# Quadratic Reciprocity (April 29)


:::{.remark}
Last time: quadratic residues mod $p$, and how all of the usual content from a first course in number theory follows immediately from the high-powered machinery of the Frobenius and cyclotomic fields.
The problem we were looking at was the following: given $a\in \ZZ_{\neq 0}$, classify all odd primes $p$ where $\symb{a}{p} = 1$.

For $a=-1$, we saw that this happens iff $p \equiv 1 \mod 4$, and for $a=2$, $p\equiv \pm 1 \mod 8$.
The key facts for the latter were that $\QQ(i) = \QQ(\zeta_4)$  and $\QQ(\sqrt 2) \subseteq \QQ(\zeta_8)$.
Then because the Legendre symbol is multiplicative, we can reduce to the case $a=q$ is an odd prime.


This was solved by Gauss in the early 19th century, which he called the "golden theorem", but is more commonly known now as the law of quadratic reciprocity.
:::

## Quadratic Reciprocity

:::{.definition title="?"}
For an odd prime $p$, define $p^* \da \pm p$ with the sign chosen such that $p^* \equiv 1 \mod 3$.
Explicitly, one can check that $p^* = (-1)^{p-1\over 2}p$.
The law of **quadratic reciprocity** states the following: if $p, q$ are distinct odd primes, then
\[
\symb{q^*}{p} = \symb{p}{q}
.\]
:::

:::{.remark}
This is not the usual formulation, but it can be recovered easily: note that
\[
\symb{q^*}{p}
&=
\symb{(-1)^{q-1 \over 2} q}{p}\\
&=
\symb{-1}{p}^{q-1 \over 2} \symb{q}{p} \\
&= 
\qty{ (-1)^{p-1\over 2} }^{q-1 \over 2} \symb{q}{p} \\
\implies 
(-1)^{ {p-1\over 2}{q-1 \over 2} } 
&= \symb{p}{q} \symb{q}{p}
,\]
where the last step follows from multiplying through by $\symb{q}{p}$ and noting that $\symb{q}{p}^2 = 1$
:::

:::{.proof title="of quadratic reciprocity"}
Let $p\neq q$ be distinct odd primes.

◆ Set problem A
In the quadratic reciprocity notes, what did Gauss call the result now known as the law of quadratic reciprocity?
◆ Set problem B
Please swap "golden theorem" for "crowning theorem" in the quadratic reciprocity notes, in the part that opens with the words containing "Then because the" and closes with "of quadratic reciprocity.", and write that part out again.

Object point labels
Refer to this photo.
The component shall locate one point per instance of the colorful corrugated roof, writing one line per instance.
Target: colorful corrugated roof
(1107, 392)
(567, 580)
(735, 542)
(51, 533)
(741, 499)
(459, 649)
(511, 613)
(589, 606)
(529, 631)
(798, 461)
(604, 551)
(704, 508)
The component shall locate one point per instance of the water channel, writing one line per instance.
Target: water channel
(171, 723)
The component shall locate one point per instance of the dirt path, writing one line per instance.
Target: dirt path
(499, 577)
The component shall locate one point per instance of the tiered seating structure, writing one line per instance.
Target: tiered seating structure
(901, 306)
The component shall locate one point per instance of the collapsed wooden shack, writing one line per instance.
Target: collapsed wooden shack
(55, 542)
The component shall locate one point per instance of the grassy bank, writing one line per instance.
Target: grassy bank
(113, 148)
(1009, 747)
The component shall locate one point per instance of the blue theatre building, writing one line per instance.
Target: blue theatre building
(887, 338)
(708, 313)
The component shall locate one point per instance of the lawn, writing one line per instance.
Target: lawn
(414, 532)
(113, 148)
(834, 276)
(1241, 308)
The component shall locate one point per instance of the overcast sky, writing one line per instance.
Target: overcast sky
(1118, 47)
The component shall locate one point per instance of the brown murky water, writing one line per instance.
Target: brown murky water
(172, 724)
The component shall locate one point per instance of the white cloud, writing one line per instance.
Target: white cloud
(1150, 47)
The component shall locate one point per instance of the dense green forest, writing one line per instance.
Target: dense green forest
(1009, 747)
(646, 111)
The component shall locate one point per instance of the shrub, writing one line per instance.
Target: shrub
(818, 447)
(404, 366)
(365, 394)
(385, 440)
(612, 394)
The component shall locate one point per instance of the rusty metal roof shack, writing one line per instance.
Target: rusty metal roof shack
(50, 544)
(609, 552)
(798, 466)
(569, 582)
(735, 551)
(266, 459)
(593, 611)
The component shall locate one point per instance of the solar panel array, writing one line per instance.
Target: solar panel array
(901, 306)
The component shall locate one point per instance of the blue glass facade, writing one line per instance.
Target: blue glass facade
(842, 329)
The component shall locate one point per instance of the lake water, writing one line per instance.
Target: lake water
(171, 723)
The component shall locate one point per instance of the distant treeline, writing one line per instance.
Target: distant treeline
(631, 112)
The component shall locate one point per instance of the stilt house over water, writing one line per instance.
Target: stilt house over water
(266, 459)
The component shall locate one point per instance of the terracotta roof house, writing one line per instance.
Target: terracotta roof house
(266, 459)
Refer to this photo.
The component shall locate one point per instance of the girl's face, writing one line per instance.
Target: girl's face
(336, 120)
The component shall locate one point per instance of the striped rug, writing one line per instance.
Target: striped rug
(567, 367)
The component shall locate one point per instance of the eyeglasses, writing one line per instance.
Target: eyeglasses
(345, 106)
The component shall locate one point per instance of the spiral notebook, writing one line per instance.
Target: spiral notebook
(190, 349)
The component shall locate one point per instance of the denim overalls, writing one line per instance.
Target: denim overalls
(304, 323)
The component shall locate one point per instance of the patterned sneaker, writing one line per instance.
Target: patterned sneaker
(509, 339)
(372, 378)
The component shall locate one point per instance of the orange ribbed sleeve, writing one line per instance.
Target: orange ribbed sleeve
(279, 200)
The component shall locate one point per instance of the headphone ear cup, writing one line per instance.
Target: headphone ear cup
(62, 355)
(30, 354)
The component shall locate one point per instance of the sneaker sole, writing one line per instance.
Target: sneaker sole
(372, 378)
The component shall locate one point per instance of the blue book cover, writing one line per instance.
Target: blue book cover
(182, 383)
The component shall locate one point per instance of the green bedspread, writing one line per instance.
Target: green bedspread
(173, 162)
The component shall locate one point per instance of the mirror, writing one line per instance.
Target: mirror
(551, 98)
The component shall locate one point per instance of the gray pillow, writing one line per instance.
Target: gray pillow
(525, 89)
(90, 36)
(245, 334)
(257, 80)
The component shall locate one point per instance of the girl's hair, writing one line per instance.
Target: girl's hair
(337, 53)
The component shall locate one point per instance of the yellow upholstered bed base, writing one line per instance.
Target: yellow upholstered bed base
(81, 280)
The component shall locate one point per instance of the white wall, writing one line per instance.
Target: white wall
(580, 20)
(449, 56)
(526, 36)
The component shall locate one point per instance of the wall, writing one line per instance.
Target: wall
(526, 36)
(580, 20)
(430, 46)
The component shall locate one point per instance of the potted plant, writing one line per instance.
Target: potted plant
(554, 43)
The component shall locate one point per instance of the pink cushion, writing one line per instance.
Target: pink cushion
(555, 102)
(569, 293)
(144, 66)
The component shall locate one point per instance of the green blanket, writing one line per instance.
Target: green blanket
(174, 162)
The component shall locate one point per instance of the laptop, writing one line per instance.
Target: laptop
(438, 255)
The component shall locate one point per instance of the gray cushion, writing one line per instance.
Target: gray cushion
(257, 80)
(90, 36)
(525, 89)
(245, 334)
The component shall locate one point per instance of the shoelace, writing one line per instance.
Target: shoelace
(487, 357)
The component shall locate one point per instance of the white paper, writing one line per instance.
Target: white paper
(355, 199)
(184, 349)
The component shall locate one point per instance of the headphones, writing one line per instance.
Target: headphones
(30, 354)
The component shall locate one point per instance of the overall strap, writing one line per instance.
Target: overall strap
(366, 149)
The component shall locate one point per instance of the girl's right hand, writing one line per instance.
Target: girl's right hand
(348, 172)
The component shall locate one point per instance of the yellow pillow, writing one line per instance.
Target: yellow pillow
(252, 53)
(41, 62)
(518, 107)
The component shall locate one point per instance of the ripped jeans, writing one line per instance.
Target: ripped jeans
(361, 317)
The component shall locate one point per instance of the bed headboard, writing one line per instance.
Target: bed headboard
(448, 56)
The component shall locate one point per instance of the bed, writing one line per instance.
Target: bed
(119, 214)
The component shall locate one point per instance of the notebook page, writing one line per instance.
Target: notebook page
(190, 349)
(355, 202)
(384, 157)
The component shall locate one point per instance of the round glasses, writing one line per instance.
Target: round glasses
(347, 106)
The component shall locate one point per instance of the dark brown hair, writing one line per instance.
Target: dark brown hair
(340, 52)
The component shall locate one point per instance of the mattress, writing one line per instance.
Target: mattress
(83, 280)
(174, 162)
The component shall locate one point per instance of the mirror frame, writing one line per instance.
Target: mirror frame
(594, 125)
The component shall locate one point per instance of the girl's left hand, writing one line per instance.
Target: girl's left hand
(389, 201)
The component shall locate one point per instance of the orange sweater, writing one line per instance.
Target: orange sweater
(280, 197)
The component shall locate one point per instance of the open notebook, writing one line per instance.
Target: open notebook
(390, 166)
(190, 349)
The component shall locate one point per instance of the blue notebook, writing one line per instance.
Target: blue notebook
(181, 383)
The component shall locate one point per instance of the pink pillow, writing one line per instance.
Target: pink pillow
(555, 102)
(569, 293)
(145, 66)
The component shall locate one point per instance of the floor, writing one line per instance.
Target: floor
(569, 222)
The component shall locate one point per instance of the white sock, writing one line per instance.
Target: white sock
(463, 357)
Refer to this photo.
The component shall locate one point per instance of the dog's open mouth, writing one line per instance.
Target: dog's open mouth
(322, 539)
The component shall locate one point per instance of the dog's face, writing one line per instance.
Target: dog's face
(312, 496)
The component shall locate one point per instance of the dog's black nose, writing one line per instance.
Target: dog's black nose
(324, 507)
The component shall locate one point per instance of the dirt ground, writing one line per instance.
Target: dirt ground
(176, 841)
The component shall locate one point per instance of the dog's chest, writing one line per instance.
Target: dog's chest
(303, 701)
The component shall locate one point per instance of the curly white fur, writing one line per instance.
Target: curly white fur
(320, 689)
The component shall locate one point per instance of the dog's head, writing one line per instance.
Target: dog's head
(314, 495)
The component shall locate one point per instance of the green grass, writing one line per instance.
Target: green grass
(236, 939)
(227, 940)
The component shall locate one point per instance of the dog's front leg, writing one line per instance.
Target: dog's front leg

◆ Written answer A
The "golden theorem"

◆ Written answer B
Then because the Legendre symbol is multiplicative, we can reduce to the case $a=q$ is an odd prime.


This was solved by Gauss in the early 19th century, which he called the "crowning theorem", but is more commonly known now as the law of quadratic reciprocity.